El pensamiento ético es, pues, tanto o más inconsistente que una ciencia filosófica o una historia filosófica, las cuales dejarían ipso facto de ser ciencia o historia; el pensamiento ético o la filosofía moral no pueden dejar de ser filosóficos en la medida en que definen explícitamente los conceptos abstractos del mundo práctico en términos de la totalidad coherente de la experiencia concreta, pero tampoco logran superar su vinculación con el mundo limitado de la experiencia práctica y su modo de detención abstracto, ni menos aún consiguen reemplazarlo por un mundo autosuficiente de ideas éticas y conceptos morales. En fin, el pensamiento ético consiste en un modo de experiencia pseudo-filosófico, es decir, una detención en la experiencia que considera el mundo de las ideas filosóficas desde una perspectiva incompleta, abstracta y unilateral, o sea desde el punto de vista de la experiencia práctica34.
3. La disyuntiva moral de la modernidad: racionalismo moral y moralidad del individuo
Cabe preguntarse en qué medida la perspectiva filosófica de Experience and its Modes se mantuvo vigente en los escritos de Oakeshott de postguerra y, particularmente, en la recopilación de ensayos publicados en 1962 bajo el título Rationalism in Politics and Other Essays. Entre quienes defienden la inexistencia de cambios fundamentales en la perspectiva de Oakeshott está Roy Tseng, quien sugiere que existe una profunda continuidad en su idealismo escéptico. Según esta interpretación, Oakeshott no abandonaría la idea de que existen diversos modos de auto-comprensión tan autosuficientes y consistentes, como abstractos e incompletos, ni tampoco renunciaría a la visión no fundacionalista de la filosofía, como pensamiento auto-crítico, auto-limitado y escéptico, responsable de ejercer una crítica disolvente de los modos de experiencia abstractos para hacer posible una comprensión más plena y coherente de la totalidad concreta de la experiencia35. No obstante, el propio Tseng reconoce que existen transformaciones relevantes en el pensamiento de Oakeshott, como la redefinición de "práctica", que dejará de ser entendida en referencia al mundo los valores, y comenzará a concebirse como una tradición de acción o un idioma de actuación36. También Podoksik considera que, en El racionalismo en la política, el término valor desaparece, y se pasa a hablar de un mundo de la moral; ello, en la medida en que Oakeshott asumiría que los valores no conciernen exclusivamente al mundo de la práctica, pues hay voces no-prácticas valiosas37.
Del mismo modo, Paul Franco sostiene que existe cierta continuidad en la obra de postguerra de Oakeshott, toda vez que la crítica del racionalismo (y de su afán por imponer un orden abstracto, construido y rígido) se sustenta en la lógica concreta, en la racionalidad inmanente y en la coherencia inherente a la totalidad de la experiencia postulada en Experience and its Modes. No obstante, Franco también plantea que se produjo un alejamiento de ese "monismo" de Experience and its Modes, en virtud del cual había que medir los modos abstractos de la experiencia con el baremo de esa perspectiva concreta de la filosofía, que sería la única en lograr un mundo experiencia absolutamente coherente38. En El racionalismo en la política, predomina ese pluralismo connotado por la idea de una "conversación" en que ninguna voz puede arrogarse una perspectiva completamente coherente de la experiencia que sirva de parámetro para los diversos modos de experiencia. Así, pues, la filosofía se vería desplazada a un rol más parasitario como reflexión sobre la calidad, estilo y relación de las diferentes voces, sin poder hacer una contribución específica a la conversación humana39. En ese mismo sentido argumenta Nardin cuando sostiene que la comprensión neo-hegeliana del absoluto en Experience and its Modes aún permitía concebir la consumación filosófica de la dialéctica de los modos de experiencia abstractos, pero que, posteriormente Oakeshott se alejaría de esa visión de un absoluto filosófico y negaría que la filosofía pueda distinguirse de las otras clases de conocimiento como la única perspectiva privilegiada capaz de lograr una comprensión plena40.
※ ※ ※
▶ _Problema planteado 1_
Extraiga de los registros cada línea en la que aparezca la palabra "blonde".

▶ _Información proporcionada_
※ ※ ※
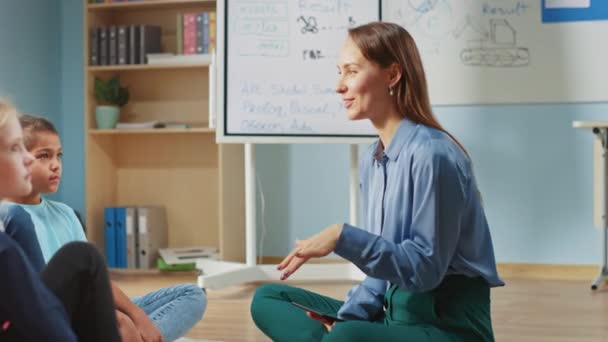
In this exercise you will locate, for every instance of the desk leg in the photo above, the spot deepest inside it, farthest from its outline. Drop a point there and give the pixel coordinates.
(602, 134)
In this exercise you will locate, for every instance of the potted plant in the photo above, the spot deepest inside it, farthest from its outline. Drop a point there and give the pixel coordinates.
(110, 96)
※ ※ ※
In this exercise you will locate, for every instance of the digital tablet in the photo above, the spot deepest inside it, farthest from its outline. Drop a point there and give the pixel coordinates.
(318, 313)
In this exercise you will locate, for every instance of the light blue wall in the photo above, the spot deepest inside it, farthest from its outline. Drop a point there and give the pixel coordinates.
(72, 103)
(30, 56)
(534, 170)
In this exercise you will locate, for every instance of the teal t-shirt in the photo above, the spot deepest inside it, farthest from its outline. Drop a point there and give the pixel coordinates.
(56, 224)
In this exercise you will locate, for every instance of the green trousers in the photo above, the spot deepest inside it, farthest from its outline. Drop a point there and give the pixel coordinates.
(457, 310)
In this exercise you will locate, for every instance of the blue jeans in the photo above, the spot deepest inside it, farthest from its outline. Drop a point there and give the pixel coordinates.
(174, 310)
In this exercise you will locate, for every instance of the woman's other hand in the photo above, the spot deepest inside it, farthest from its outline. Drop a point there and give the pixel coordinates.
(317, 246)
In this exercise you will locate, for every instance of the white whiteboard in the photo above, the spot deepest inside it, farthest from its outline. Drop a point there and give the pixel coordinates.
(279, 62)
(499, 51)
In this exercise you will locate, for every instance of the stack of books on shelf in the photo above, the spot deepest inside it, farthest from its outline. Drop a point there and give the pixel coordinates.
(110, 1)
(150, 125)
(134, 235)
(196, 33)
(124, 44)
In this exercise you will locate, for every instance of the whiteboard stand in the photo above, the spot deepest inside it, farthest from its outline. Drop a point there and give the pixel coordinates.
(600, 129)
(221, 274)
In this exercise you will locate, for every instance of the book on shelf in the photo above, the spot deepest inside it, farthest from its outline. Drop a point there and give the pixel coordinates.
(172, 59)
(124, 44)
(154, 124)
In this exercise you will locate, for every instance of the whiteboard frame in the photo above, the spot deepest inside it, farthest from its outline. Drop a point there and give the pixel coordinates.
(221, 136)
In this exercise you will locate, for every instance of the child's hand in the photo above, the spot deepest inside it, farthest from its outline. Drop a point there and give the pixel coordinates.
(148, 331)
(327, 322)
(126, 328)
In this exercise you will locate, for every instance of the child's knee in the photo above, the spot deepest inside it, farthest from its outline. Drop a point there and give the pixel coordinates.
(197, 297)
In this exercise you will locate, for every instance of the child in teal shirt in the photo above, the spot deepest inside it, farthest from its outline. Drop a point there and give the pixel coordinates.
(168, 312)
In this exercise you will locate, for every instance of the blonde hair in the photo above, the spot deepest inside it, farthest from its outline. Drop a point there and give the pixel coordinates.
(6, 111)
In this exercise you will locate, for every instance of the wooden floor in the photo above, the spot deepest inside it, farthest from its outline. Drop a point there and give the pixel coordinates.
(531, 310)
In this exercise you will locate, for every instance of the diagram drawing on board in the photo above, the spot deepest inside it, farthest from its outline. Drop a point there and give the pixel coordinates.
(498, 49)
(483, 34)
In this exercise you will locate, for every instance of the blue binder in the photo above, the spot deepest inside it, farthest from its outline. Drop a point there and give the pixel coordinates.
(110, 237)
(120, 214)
※ ※ ※
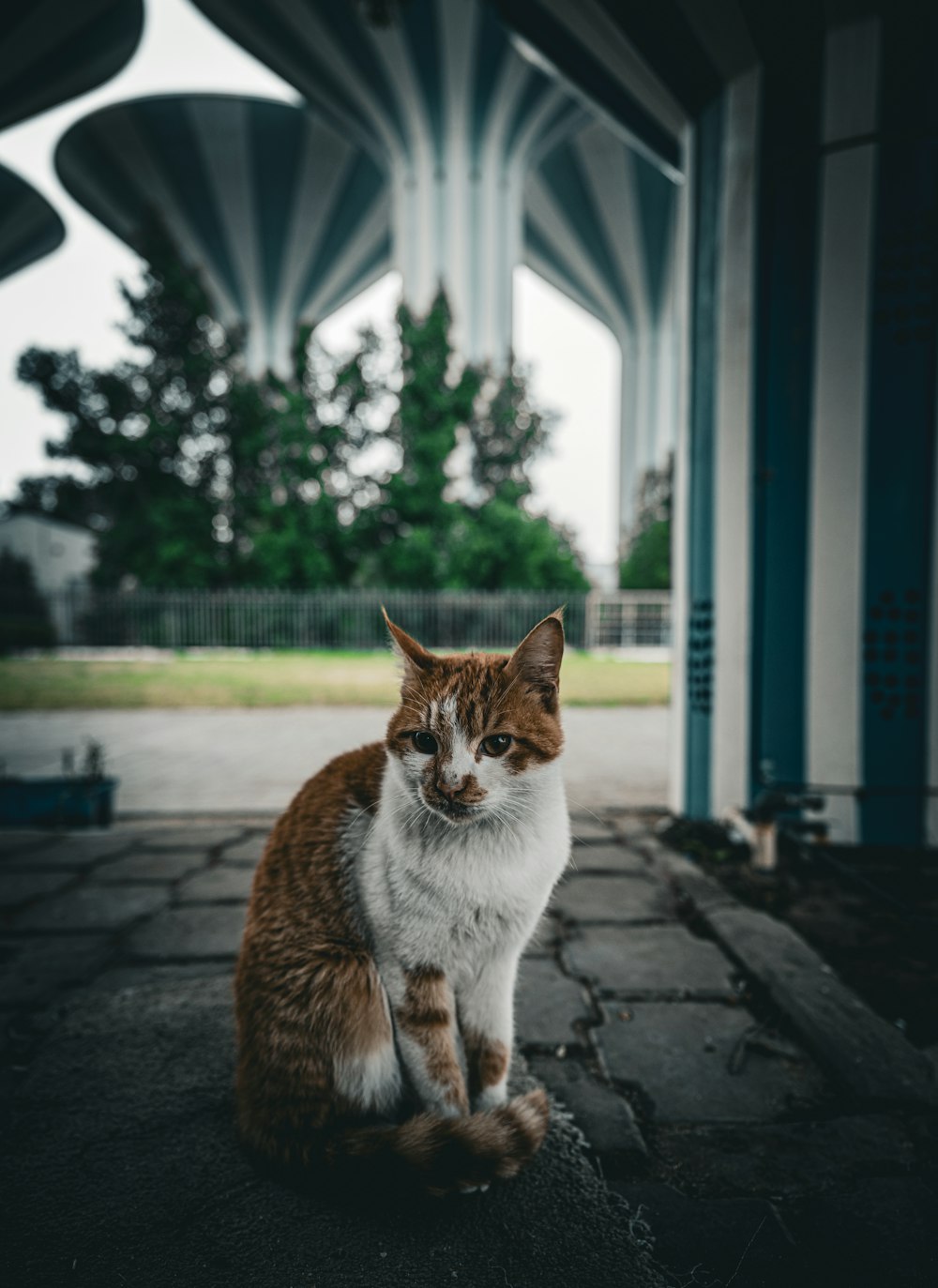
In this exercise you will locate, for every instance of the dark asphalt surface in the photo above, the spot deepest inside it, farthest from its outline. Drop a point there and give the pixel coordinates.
※ ※ ※
▶ _Problema planteado 2_
Traduzca al inglés esta oración del fragmento sobre Oakeshott: «Entre quienes defienden la inexistencia de cambios fundamentales en la perspectiva de Oakeshott está Roy Tseng, quien sugiere que existe una profunda continuidad en su idealismo escéptico.»

▶ _Respuesta esperada 1_
In this exercise you will locate, for every instance of the blonde hair in the photo above, the spot deepest inside it, farthest from its outline. Drop a point there and give the pixel coordinates.

▶ _Respuesta esperada 2_
Among those who maintain that there are no fundamental changes in Oakeshott's perspective is Roy Tseng, who suggests that there is a deep continuity in his skeptical idealism.